▸ **Exercise details**
Reproduce the listing word for word. Skip any image.

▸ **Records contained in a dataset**
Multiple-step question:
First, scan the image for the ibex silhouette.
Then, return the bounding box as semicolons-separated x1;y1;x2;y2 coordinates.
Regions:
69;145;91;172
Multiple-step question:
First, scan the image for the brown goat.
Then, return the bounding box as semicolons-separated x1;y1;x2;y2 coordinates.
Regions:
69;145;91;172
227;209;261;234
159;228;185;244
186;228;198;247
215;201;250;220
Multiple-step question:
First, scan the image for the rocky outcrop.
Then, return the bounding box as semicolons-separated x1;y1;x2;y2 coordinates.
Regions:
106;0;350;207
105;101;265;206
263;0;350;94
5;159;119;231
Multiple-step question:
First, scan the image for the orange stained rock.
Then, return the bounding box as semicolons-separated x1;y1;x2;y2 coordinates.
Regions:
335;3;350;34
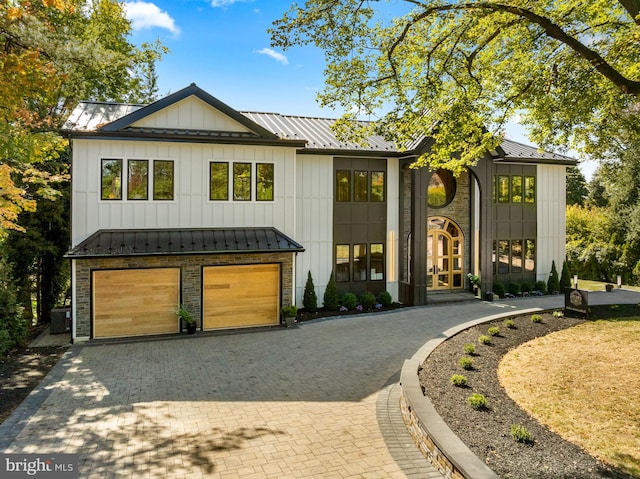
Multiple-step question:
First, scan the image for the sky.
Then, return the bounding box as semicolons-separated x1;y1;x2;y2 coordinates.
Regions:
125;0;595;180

▸ **Answer below**
Multiple-step question:
First, scan the image for the ibex silhouette.
Then, return the bounding box as semicolons-separated x1;y1;x2;y2 coordinates.
Regions:
69;145;91;172
Multiple-step question:
First, scan the image for the brown goat.
Then, return the bounding box as semicolons-separated x1;y1;x2;y2 coordinates.
Regions:
69;145;91;172
227;209;261;234
159;228;185;244
186;228;198;247
215;201;250;220
Multiple-step question:
First, scan the image for the rocky outcrop.
Then, return the bounding box as semicolons-separated x1;y1;x2;y2 coordinates.
Regions:
106;0;350;207
105;101;265;206
263;0;350;94
5;159;119;231
Multiple-step question:
First, scan the image for the orange stained rock.
Then, return the bounding box as semicolons-separated x1;y1;x2;y2 coordinates.
Regions:
335;3;350;34
Multiple-step question:
First, scan the image for the sky.
Then, return the bounding box as semicolons-separated x1;y1;x2;y2 coordinates.
Regions:
125;0;595;180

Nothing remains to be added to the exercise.